Dataset items
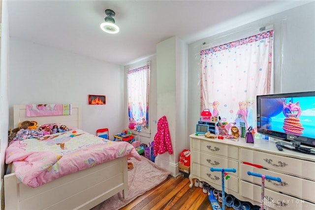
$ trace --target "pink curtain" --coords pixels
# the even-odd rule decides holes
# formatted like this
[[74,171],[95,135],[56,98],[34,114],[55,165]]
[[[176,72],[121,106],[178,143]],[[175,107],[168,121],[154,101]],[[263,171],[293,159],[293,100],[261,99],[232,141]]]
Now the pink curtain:
[[[148,131],[150,66],[127,72],[129,128]],[[136,127],[138,126],[137,127]]]
[[200,112],[256,126],[256,96],[270,93],[273,30],[202,50]]

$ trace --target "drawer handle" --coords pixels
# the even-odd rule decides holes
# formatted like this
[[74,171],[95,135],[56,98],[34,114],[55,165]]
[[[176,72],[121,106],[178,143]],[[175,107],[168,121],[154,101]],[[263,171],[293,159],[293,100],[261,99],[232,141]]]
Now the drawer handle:
[[[284,201],[281,201],[278,200],[278,203],[275,202],[274,199],[271,197],[265,196],[265,199],[267,200],[267,202],[269,204],[272,204],[272,206],[278,206],[278,207],[284,207],[288,205],[288,204],[284,202]],[[269,205],[268,205],[269,206]]]
[[279,183],[279,182],[278,182],[277,181],[272,181],[270,179],[268,179],[267,178],[266,178],[265,180],[268,181],[268,182],[270,182],[272,184],[273,184],[274,185],[276,185],[276,186],[285,186],[285,185],[287,185],[288,184],[289,184],[285,182],[285,181],[281,181],[280,183]]
[[278,161],[278,163],[279,164],[279,165],[277,165],[277,164],[275,164],[274,163],[272,163],[272,160],[271,160],[271,159],[267,159],[265,158],[264,159],[264,160],[265,161],[266,161],[268,164],[270,164],[272,166],[277,166],[277,167],[284,167],[284,166],[287,166],[287,164],[285,163],[282,162],[281,161]]
[[207,161],[207,162],[208,162],[209,163],[212,165],[213,166],[218,166],[218,165],[220,165],[220,163],[215,160],[214,163],[211,163],[211,160],[210,160],[210,159],[207,159],[206,160]]
[[215,148],[214,149],[212,149],[211,148],[211,146],[210,145],[207,145],[207,148],[208,148],[208,149],[210,149],[211,151],[214,151],[215,152],[218,151],[219,150],[220,150],[220,148],[219,147],[217,147],[216,146],[215,146]]
[[211,177],[211,174],[209,174],[209,173],[207,173],[206,174],[208,176],[208,177],[209,177],[209,178],[210,178],[212,180],[218,180],[220,179],[220,177],[217,176],[216,175],[215,175],[215,177],[214,178],[212,178]]

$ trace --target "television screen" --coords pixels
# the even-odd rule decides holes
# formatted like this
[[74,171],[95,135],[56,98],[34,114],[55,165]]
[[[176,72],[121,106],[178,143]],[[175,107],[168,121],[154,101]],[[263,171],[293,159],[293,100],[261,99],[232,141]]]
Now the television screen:
[[315,147],[315,91],[257,96],[258,133]]

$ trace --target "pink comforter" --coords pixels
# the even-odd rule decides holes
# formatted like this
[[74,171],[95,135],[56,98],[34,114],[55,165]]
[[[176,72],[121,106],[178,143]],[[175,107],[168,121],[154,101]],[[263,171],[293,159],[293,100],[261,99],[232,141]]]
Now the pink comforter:
[[72,131],[14,141],[6,149],[5,163],[13,163],[19,179],[34,188],[117,158],[128,156],[141,160],[127,142],[108,140],[80,130]]

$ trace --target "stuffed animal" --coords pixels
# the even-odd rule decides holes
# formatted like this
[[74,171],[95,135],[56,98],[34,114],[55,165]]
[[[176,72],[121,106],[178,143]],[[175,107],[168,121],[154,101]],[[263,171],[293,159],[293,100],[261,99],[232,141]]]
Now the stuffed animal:
[[237,128],[236,126],[232,126],[231,127],[231,135],[237,139],[240,137],[240,133],[238,128]]
[[[11,141],[15,137],[16,134],[21,129],[29,129],[29,127],[33,126],[35,125],[35,121],[29,121],[26,120],[22,122],[19,123],[18,127],[17,128],[13,128],[13,129],[9,129],[9,134],[8,136],[8,141]],[[36,122],[37,125],[37,122]]]
[[[37,122],[36,121],[31,121],[31,125],[29,126],[29,129],[36,129],[37,128]],[[32,125],[32,124],[33,125]]]

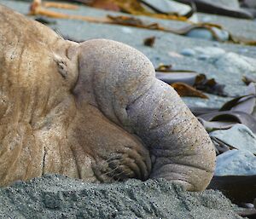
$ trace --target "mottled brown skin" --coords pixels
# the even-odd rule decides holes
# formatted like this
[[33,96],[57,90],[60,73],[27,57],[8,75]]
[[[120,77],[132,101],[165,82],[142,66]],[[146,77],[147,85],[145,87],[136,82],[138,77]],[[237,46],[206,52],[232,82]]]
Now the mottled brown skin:
[[0,29],[0,186],[59,173],[206,188],[212,143],[145,55],[110,40],[66,41],[1,5]]

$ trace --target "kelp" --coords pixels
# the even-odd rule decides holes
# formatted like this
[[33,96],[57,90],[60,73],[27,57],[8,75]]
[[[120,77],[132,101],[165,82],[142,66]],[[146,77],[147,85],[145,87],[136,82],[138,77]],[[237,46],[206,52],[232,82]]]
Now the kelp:
[[[224,90],[224,85],[218,84],[214,78],[208,79],[205,74],[198,73],[194,71],[188,70],[174,70],[172,65],[160,64],[156,69],[156,78],[169,84],[173,83],[183,83],[194,88],[190,89],[191,92],[195,89],[204,91],[208,94],[217,95],[220,96],[227,96],[227,93]],[[187,94],[188,87],[179,86],[179,92],[181,89],[186,89]]]
[[[89,5],[99,9],[106,9],[106,6],[108,5],[109,8],[115,9],[115,11],[121,11],[132,15],[144,15],[154,18],[177,20],[186,20],[188,19],[186,16],[181,16],[177,13],[163,13],[153,6],[150,7],[149,5],[150,9],[154,11],[150,12],[143,6],[143,3],[143,3],[143,1],[137,0],[95,0],[92,1],[91,3],[89,3]],[[188,14],[188,16],[189,15],[190,15],[190,14]]]
[[[127,3],[126,1],[120,1],[120,2],[122,2],[120,4]],[[216,28],[218,28],[219,30],[224,30],[224,29],[221,26],[218,26],[216,24],[188,22],[188,25],[186,26],[180,28],[180,29],[175,29],[175,28],[170,28],[170,27],[167,28],[167,27],[162,26],[159,23],[156,23],[156,22],[153,22],[153,23],[145,22],[138,18],[132,17],[132,16],[107,15],[107,17],[105,17],[105,18],[95,18],[95,17],[76,15],[76,14],[71,15],[71,14],[67,14],[65,13],[58,13],[58,12],[55,12],[55,11],[47,9],[47,8],[53,7],[53,6],[61,8],[61,9],[72,9],[72,8],[68,7],[69,4],[61,3],[60,6],[57,6],[57,4],[58,3],[55,3],[55,4],[53,4],[53,3],[49,4],[48,3],[42,3],[41,0],[34,0],[34,2],[31,5],[29,14],[31,14],[31,15],[44,15],[44,16],[49,16],[51,18],[59,18],[59,19],[80,20],[84,20],[84,21],[93,22],[93,23],[129,26],[134,26],[134,27],[137,27],[137,28],[172,32],[174,34],[184,35],[184,36],[186,36],[190,31],[195,30],[195,29],[207,29],[212,33],[212,37],[215,40],[220,41],[220,42],[222,41],[222,39],[219,37],[218,34],[216,32]],[[73,9],[77,9],[77,6],[75,6]],[[138,14],[135,13],[135,14],[131,14],[143,15],[143,14],[140,14],[139,13]],[[143,15],[146,15],[146,14],[143,14]],[[161,15],[167,16],[166,14],[161,14]],[[168,19],[172,19],[169,16],[171,16],[171,15],[168,15]],[[186,21],[186,19],[183,19],[183,18],[178,18],[178,19],[173,18],[173,19]],[[230,43],[256,45],[256,41],[235,37],[232,34],[230,34],[230,32],[228,32],[228,34],[229,34],[229,41],[228,42],[230,42]]]
[[154,44],[154,42],[155,42],[155,37],[150,37],[144,38],[143,44],[145,46],[153,47]]
[[184,83],[173,83],[171,84],[172,88],[177,91],[177,93],[180,96],[194,96],[194,97],[200,97],[203,99],[208,99],[208,96],[206,95],[200,90],[188,85]]

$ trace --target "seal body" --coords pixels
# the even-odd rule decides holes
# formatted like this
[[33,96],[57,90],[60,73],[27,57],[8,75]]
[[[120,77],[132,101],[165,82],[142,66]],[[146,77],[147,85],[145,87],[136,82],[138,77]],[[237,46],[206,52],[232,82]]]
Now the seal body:
[[0,21],[0,185],[46,173],[208,185],[212,143],[145,55],[66,41],[3,6]]

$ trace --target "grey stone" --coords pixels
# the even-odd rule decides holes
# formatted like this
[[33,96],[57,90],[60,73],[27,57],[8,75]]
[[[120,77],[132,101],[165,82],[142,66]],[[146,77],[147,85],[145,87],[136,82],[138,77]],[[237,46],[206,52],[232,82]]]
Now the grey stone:
[[220,192],[185,192],[166,180],[95,184],[47,175],[0,188],[0,203],[1,218],[241,218]]
[[186,48],[183,49],[181,52],[181,55],[185,55],[185,56],[194,56],[195,55],[195,52],[194,49],[189,49],[189,48]]
[[217,157],[215,176],[256,175],[256,156],[249,151],[230,150]]

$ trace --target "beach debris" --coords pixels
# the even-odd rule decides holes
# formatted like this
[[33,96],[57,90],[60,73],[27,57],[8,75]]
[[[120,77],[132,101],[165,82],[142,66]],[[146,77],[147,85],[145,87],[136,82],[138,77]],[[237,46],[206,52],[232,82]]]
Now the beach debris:
[[256,135],[244,124],[236,124],[228,130],[215,130],[210,135],[224,142],[230,149],[246,150],[256,155]]
[[[175,70],[172,65],[160,64],[155,69],[156,78],[162,80],[172,86],[174,83],[183,83],[189,86],[193,87],[189,89],[188,86],[175,85],[177,90],[181,92],[181,95],[189,95],[189,90],[195,95],[195,89],[204,91],[208,94],[213,94],[220,96],[227,96],[227,93],[224,92],[224,85],[218,84],[214,78],[208,79],[205,74],[198,73],[194,71],[189,70]],[[186,91],[182,92],[182,89]],[[194,96],[193,95],[193,96]],[[201,97],[206,95],[200,95]],[[203,98],[203,97],[202,97]]]
[[[121,1],[124,3],[124,1]],[[126,2],[126,1],[125,1]],[[179,35],[189,35],[189,32],[195,29],[206,29],[208,30],[212,35],[212,38],[214,38],[217,41],[223,41],[224,38],[222,37],[223,34],[218,34],[218,32],[223,30],[223,27],[217,24],[212,24],[212,23],[192,23],[189,22],[188,25],[183,28],[177,29],[177,28],[170,28],[170,27],[165,27],[163,26],[160,26],[159,23],[154,22],[145,22],[138,18],[135,18],[132,16],[124,16],[124,15],[107,15],[105,18],[96,18],[96,17],[90,17],[90,16],[84,16],[84,15],[77,15],[77,14],[67,14],[65,13],[60,13],[55,12],[53,10],[49,10],[47,8],[51,7],[57,7],[65,9],[71,9],[72,7],[69,7],[69,4],[61,4],[57,5],[58,3],[42,3],[41,0],[34,0],[30,7],[30,15],[44,15],[51,18],[58,18],[58,19],[73,19],[73,20],[80,20],[87,22],[93,22],[93,23],[103,23],[103,24],[112,24],[112,25],[122,25],[122,26],[130,26],[138,28],[143,28],[143,29],[149,29],[149,30],[155,30],[155,31],[161,31],[166,32],[172,32],[174,34],[179,34]],[[77,5],[74,5],[73,9],[78,9]],[[135,15],[147,15],[147,14],[132,14]],[[174,20],[179,20],[185,21],[187,18],[185,17],[179,17],[177,15],[170,15],[170,14],[160,14],[159,16],[158,14],[154,14],[154,17],[157,18],[165,18],[166,19],[174,19]],[[218,31],[217,31],[218,30]],[[235,37],[229,33],[227,42],[230,43],[243,43],[243,44],[249,44],[249,45],[256,45],[256,41],[249,40],[249,39],[244,39],[238,37]]]
[[[245,203],[253,203],[255,199],[255,182],[256,175],[214,176],[207,188],[221,191],[232,203],[241,206]],[[240,216],[244,216],[246,211],[247,211],[246,209],[241,209],[236,212]]]
[[197,90],[196,89],[189,86],[187,84],[177,82],[172,84],[171,86],[174,88],[174,89],[180,96],[194,96],[203,99],[208,99],[208,96],[206,95],[204,93],[202,93],[200,90]]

WORK TO BE COMPLETED:
Show each line of the material above that contains the string "seal". Case matters.

RIGHT ANSWER:
$ trace --target "seal body" --coords pixels
Now the seal body:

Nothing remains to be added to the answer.